Improving Interest in STEM
Perhaps intuitively, many instructors recognize the significance of student interest, and they are taught to develop ways to enhance this psychological state of focused attention, persistence, and engagement. This recommendation is empirically founded, as research demonstrates that higher domain interest is associated with greater attention, task persistence, and effort (Ainley et al., 2002; Hidi and Renninger, 2006). Students’ domain interest as first-year college students even predicts major retention, grades, and course taking 7 years later (Harackiewicz et al., 2008). Of course, promoting domain interest is the end goal of a long and complicated process.

=== Task instructions ===
a – For each statement, state whether it agrees with the text on student interest in STEM, giving yes or no and the deciding words of the text in quotation marks: (i) Research links higher domain interest with greater attention, task persistence, and effort. (ii) Domain interest in the first year of college predicts grades 7 years later. (iii) Promoting domain interest is a short and simple process.
b – Quote the text on student interest in STEM between "Improving Interest in" and "and complicated process.", inclusive.

=== Supplied entries ===

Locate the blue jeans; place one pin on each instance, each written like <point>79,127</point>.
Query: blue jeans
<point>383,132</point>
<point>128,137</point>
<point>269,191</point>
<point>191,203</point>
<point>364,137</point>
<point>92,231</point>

=== Responses by task ===
a –
(i) Yes: "research demonstrates that higher domain interest is associated with greater attention, task persistence, and effort"
(ii) Yes: "Students’ domain interest as first-year college students even predicts major retention, grades, and course taking 7 years later"
(iii) No: "promoting domain interest is the end goal of a long and complicated process"

b –
Improving Interest in STEM
Perhaps intuitively, many instructors recognize the significance of student interest, and they are taught to develop ways to enhance this psychological state of focused attention, persistence, and engagement. This recommendation is empirically founded, as research demonstrates that higher domain interest is associated with greater attention, task persistence, and effort (Ainley et al., 2002; Hidi and Renninger, 2006). Students’ domain interest as first-year college students even predicts major retention, grades, and course taking 7 years later (Harackiewicz et al., 2008). Of course, promoting domain interest is the end goal of a long and complicated process.